Work task: The whole of the data is to be reproduced exactly.

Point-per-instance localization data:
---------------
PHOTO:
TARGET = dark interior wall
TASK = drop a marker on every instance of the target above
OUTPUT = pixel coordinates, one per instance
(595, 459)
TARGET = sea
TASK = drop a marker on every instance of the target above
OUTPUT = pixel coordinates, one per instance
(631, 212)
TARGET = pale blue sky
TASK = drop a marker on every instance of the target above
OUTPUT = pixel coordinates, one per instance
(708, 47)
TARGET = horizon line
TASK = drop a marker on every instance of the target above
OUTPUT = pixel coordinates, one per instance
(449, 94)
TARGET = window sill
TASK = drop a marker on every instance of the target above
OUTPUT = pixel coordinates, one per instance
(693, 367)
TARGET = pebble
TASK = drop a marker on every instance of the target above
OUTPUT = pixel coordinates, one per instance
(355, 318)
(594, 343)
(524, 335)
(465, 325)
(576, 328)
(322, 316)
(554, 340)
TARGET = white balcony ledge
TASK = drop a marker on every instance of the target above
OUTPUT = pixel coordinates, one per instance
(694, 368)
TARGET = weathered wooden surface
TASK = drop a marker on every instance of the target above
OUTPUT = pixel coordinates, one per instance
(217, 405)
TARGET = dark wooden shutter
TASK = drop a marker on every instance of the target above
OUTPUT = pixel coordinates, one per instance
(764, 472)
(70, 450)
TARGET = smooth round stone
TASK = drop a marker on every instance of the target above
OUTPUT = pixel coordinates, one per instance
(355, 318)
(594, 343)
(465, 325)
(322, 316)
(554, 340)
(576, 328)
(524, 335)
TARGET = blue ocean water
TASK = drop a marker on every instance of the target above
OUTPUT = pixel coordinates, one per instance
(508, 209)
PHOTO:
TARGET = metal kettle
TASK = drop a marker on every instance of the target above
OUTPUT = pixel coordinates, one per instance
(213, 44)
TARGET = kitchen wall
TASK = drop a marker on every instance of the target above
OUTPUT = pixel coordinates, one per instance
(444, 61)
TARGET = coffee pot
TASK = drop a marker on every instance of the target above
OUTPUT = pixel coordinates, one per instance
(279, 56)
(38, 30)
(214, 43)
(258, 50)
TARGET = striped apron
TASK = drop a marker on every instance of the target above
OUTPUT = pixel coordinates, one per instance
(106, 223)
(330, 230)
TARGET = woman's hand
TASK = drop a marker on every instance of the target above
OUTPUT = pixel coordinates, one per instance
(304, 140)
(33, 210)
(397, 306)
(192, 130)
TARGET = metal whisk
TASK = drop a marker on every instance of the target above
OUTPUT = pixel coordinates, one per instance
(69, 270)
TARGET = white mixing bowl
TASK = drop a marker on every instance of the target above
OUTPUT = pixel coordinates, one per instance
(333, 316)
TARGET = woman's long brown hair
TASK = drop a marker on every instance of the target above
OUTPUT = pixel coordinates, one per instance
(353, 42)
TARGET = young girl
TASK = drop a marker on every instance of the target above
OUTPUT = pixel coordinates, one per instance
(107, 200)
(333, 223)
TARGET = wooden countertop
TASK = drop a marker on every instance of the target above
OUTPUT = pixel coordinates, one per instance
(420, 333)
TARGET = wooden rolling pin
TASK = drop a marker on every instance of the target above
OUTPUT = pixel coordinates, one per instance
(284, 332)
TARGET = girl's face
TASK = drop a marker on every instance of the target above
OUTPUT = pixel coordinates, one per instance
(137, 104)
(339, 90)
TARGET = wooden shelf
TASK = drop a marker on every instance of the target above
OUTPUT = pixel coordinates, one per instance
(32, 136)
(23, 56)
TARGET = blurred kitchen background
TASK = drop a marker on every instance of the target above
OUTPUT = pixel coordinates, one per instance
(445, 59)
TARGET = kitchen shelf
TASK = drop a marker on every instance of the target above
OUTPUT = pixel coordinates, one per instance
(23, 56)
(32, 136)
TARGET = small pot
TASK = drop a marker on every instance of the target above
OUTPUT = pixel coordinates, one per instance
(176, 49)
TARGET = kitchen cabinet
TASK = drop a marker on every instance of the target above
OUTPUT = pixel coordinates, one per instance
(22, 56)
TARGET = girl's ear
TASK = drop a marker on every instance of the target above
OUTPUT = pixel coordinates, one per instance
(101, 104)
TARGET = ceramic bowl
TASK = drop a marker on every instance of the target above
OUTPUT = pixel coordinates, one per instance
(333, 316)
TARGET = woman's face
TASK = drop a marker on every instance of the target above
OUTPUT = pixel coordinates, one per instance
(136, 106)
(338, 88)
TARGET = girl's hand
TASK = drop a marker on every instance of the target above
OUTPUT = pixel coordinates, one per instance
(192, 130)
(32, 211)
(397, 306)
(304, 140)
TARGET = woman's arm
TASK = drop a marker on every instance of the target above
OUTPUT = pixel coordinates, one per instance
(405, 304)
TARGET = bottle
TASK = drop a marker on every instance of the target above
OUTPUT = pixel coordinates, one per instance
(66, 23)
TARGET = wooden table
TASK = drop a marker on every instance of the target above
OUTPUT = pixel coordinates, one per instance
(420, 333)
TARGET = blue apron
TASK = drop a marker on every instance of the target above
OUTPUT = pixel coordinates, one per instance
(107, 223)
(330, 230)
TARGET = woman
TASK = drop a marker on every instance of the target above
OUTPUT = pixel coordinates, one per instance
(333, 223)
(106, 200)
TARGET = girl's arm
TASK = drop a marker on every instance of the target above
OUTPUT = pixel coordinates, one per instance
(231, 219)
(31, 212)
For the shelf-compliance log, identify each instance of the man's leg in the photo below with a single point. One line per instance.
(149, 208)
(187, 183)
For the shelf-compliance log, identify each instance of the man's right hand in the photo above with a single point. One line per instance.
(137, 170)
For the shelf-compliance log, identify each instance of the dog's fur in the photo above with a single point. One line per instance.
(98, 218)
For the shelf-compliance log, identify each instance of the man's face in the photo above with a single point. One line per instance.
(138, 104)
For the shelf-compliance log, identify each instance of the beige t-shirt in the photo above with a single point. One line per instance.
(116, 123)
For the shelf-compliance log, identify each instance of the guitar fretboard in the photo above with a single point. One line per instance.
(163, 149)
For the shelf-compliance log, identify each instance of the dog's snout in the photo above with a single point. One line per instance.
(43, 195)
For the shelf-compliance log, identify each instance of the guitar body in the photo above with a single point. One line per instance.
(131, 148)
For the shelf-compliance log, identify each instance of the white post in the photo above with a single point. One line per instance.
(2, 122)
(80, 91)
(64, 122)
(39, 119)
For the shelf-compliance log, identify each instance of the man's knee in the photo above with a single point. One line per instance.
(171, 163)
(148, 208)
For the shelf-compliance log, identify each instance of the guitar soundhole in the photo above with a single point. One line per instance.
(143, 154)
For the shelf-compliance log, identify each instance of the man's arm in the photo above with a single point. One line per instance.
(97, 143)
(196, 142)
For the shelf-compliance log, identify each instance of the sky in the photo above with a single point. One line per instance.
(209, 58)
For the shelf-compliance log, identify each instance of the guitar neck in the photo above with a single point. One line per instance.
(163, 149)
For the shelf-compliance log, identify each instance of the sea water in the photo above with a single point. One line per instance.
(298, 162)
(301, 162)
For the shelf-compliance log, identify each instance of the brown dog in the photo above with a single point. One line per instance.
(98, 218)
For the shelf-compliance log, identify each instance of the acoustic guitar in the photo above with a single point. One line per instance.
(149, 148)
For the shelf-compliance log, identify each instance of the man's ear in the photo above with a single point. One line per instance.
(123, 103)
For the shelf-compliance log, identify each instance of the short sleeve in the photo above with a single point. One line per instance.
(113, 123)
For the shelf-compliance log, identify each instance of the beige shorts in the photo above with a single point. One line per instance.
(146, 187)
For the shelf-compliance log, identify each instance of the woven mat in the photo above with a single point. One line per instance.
---------------
Output:
PHOTO:
TARGET = dark interior wall
TASK = drop a marker on every instance of the target above
OUTPUT = pixel coordinates, one per instance
(595, 459)
TARGET = sea
TASK = drop a marker on every instance of the target above
OUTPUT = pixel coordinates, one per instance
(631, 212)
TARGET = pale blue sky
TASK = drop a marker on every instance of the target above
OUTPUT = pixel coordinates, one per instance
(708, 47)
TARGET = horizon line
TASK = drop a marker on every instance of the target above
OUTPUT = pixel coordinates, one per instance
(449, 94)
TARGET = window sill
TASK = drop a marker on every instance of the target above
OUTPUT = pixel coordinates, one per instance
(693, 367)
TARGET = pebble
TASK = drop a marker on every instance of the target above
OUTPUT = pixel coordinates, one per instance
(355, 318)
(594, 343)
(524, 335)
(465, 325)
(576, 328)
(322, 316)
(554, 340)
TARGET = white balcony ledge
TASK = drop a marker on every instance of the target above
OUTPUT = pixel coordinates, one per instance
(694, 368)
TARGET = weathered wooden surface
TASK = drop a marker on every instance of the target above
OUTPUT = pixel coordinates, one per instance
(217, 405)
TARGET = dark wooden shutter
TASK = drop a marker on every instance of the target above
OUTPUT = pixel coordinates, one per instance
(764, 472)
(70, 450)
TARGET = smooth round stone
TASK = drop a marker on every instance of the target above
OUTPUT = pixel coordinates, one per instance
(355, 318)
(594, 343)
(465, 325)
(322, 316)
(554, 340)
(576, 328)
(524, 335)
TARGET = blue ocean water
TASK = drop a marker on every instance of the target above
OUTPUT = pixel coordinates, one per instance
(508, 209)
PHOTO:
TARGET = metal kettle
TASK = drop a marker on every instance of the target above
OUTPUT = pixel coordinates, one per instance
(213, 44)
TARGET = kitchen wall
TASK = drop a marker on every instance of the target above
OUTPUT = pixel coordinates, one per instance
(444, 61)
TARGET = coffee pot
TASK = drop a marker on every instance of the target above
OUTPUT = pixel coordinates, one per instance
(279, 56)
(38, 30)
(214, 43)
(258, 50)
TARGET = striped apron
TASK = drop a marker on every instance of the target above
OUTPUT = pixel coordinates, one per instance
(106, 223)
(330, 230)
TARGET = woman's hand
TASK = drop a marker on every instance of the target above
OUTPUT = pixel coordinates, one per instance
(304, 140)
(33, 210)
(397, 306)
(192, 130)
TARGET = metal whisk
TASK = drop a marker on every instance of the target above
OUTPUT = pixel coordinates, one per instance
(69, 270)
TARGET = white mixing bowl
TASK = drop a marker on every instance of the target above
OUTPUT = pixel coordinates, one per instance
(333, 316)
TARGET = woman's long brown hair
TASK = drop a marker on every instance of the target above
OUTPUT = pixel coordinates, one per instance
(353, 42)
TARGET = young girl
TASK = drop a marker on every instance of the target above
OUTPUT = pixel coordinates, one per instance
(107, 200)
(333, 223)
TARGET = wooden countertop
TASK = drop a marker on every instance of the target above
OUTPUT = pixel coordinates, one per instance
(420, 333)
TARGET = wooden rolling pin
TASK = drop a marker on every instance of the target above
OUTPUT = pixel coordinates, one per instance
(284, 332)
TARGET = girl's face
TASK = drop a marker on every instance of the target above
OUTPUT = pixel coordinates, one per instance
(137, 104)
(339, 90)
TARGET = wooden shelf
TASK = drop a marker on every instance of the target above
OUTPUT = pixel coordinates, one per instance
(32, 136)
(23, 56)
TARGET = blurred kitchen background
TASK = drop a marker on every instance of the target above
OUTPUT = pixel coordinates, one per instance
(445, 59)
TARGET = kitchen shelf
TASK = drop a marker on every instance of the target above
OUTPUT = pixel coordinates, one per instance
(23, 56)
(32, 136)
TARGET = small pot
TASK = drop a marker on every instance of the target above
OUTPUT = pixel coordinates, one per instance
(176, 49)
TARGET = kitchen cabinet
TASK = drop a marker on every instance of the target above
OUTPUT = pixel coordinates, one per instance
(22, 56)
TARGET = girl's ear
TASK = drop a marker on every instance of the target above
OUTPUT = pixel coordinates, one per instance
(101, 104)
TARGET = ceramic bowl
TASK = drop a marker on every instance of the target above
OUTPUT = pixel coordinates, one per instance
(333, 316)
TARGET = woman's face
TASK = drop a marker on every instance of the target above
OUTPUT = pixel coordinates, one per instance
(136, 106)
(338, 88)
TARGET = girl's hand
TASK = drop a marker on every instance of the target above
OUTPUT = pixel coordinates, one per instance
(192, 130)
(32, 211)
(397, 306)
(304, 140)
TARGET = woman's arm
TASK = drop a marker on every instance of the target above
OUTPUT = pixel coordinates, one per instance
(405, 304)
TARGET = bottle
TASK = drop a marker on every instance of the target above
OUTPUT = pixel coordinates, one per instance
(66, 23)
TARGET = wooden table
TASK = drop a marker on every instance of the target above
OUTPUT = pixel coordinates, one per instance
(420, 333)
TARGET = blue apron
TASK = drop a marker on every instance of the target above
OUTPUT = pixel coordinates, one per instance
(107, 223)
(330, 230)
TARGET = woman
TASK = drop a marker on every instance of the target above
OUTPUT = pixel coordinates, one per instance
(333, 223)
(106, 200)
TARGET = girl's arm
TASK = drop a marker on every instance of the target above
OUTPUT = pixel coordinates, one per instance
(231, 219)
(31, 212)
For the shelf-compliance log, identify each instance of the man's leg in the photo below with a single point. One line per instance.
(149, 208)
(187, 183)
For the shelf-compliance log, identify each instance of the man's right hand in the photo above with a single point. One line per instance.
(137, 170)
For the shelf-compliance log, identify each instance of the dog's fur in the photo above with a single point. One line per instance.
(98, 218)
For the shelf-compliance log, identify each instance of the man's face in the photo above with a single point. One line per instance.
(138, 104)
For the shelf-compliance log, identify each instance of the beige t-shirt in the photo above with a single point. One line per instance.
(116, 123)
For the shelf-compliance log, identify each instance of the guitar fretboard in the photo above with a single point. One line per instance.
(163, 149)
For the shelf-compliance log, identify each instance of the dog's snout in the photo above with a single point. One line per instance.
(43, 195)
For the shelf-compliance log, identify each instance of the guitar body in the photo above with a single point. One line per instance.
(131, 148)
For the shelf-compliance log, identify each instance of the white post in the photo above with a single point. One line per instance.
(2, 122)
(80, 91)
(64, 122)
(39, 119)
For the shelf-compliance log, identify each instance of the man's knee in the photo above with a single point. One line per instance.
(171, 163)
(148, 208)
For the shelf-compliance log, identify each instance of the guitar soundhole in the photo above with a single point. One line per instance.
(143, 154)
For the shelf-compliance log, identify each instance of the man's arm in the photo above with a single point. One line per instance.
(97, 143)
(196, 142)
For the shelf-compliance log, identify each instance of the sky in the photo above with a single point. One line per instance.
(209, 58)
For the shelf-compliance log, identify each instance of the guitar neck in the photo above with a single point. One line per instance.
(163, 149)
For the shelf-compliance log, identify each instance of the sea water in the photo above with a single point. One line per instance.
(298, 162)
(301, 162)
For the shelf-compliance log, identify each instance of the brown dog in the photo above with a single point. One line per instance.
(98, 218)
For the shelf-compliance log, identify each instance of the acoustic guitar in the photo above with a single point. One line per instance.
(149, 148)
For the shelf-compliance log, identify each instance of the man's ear in the photo above with a single point. One line per instance.
(123, 103)
For the shelf-compliance log, identify each instance of the short sleeve in the photo above with a single point. One line per instance.
(113, 123)
For the shelf-compliance log, identify each instance of the beige shorts in the photo above with a single point. One line per instance.
(146, 187)
For the shelf-compliance log, identify each instance of the woven mat in the photo above with a single point. One line per instance.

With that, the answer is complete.